▸ GIVEN TASK
Turn the stretch of items from the line containing "May I please request that you find the mountain peak" through the end of the items into a Markdown table with columns Row and Line, leaving out any blank lines.

▸ RECORDS FOR THE EXERCISE
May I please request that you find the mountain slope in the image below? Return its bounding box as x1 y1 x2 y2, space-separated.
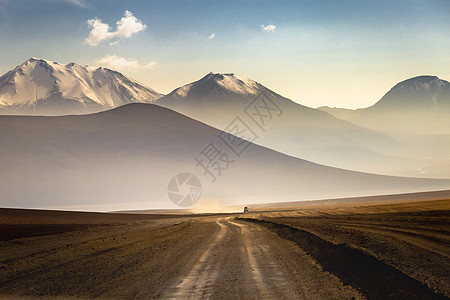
320 76 450 134
0 58 162 115
0 104 450 210
156 73 445 177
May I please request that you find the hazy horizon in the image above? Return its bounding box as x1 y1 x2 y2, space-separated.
0 0 450 108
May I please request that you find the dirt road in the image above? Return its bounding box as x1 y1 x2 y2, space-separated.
0 217 362 299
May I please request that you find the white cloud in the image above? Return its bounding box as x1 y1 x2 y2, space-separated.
0 0 88 11
84 18 114 46
261 24 277 32
116 10 147 38
144 61 156 70
96 54 156 71
84 10 147 46
63 0 87 8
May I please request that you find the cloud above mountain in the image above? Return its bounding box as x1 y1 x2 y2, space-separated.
96 54 156 71
84 10 147 47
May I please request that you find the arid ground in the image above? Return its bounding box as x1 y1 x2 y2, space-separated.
0 192 450 299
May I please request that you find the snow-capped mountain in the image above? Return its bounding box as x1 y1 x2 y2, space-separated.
320 76 450 134
0 58 162 115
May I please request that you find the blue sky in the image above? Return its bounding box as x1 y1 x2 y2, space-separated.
0 0 450 108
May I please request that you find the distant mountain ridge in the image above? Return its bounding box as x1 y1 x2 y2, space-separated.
0 58 162 115
319 75 450 134
0 104 450 210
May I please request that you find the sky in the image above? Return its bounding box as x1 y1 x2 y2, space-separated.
0 0 450 108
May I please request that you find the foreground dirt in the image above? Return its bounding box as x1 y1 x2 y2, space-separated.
0 217 363 299
0 199 450 299
253 199 450 297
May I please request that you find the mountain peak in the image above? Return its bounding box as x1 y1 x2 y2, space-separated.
370 75 450 111
169 72 262 98
0 57 162 115
392 75 449 91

▸ RESPONSE TO THIS TASK
| Row | Line |
|---|---|
| 1 | May I please request that you find the mountain peak in the image above? Return its bounding box as x1 y1 x2 y2, space-separated. |
| 2 | 370 75 450 111 |
| 3 | 169 72 262 98 |
| 4 | 0 57 162 115 |
| 5 | 392 75 449 91 |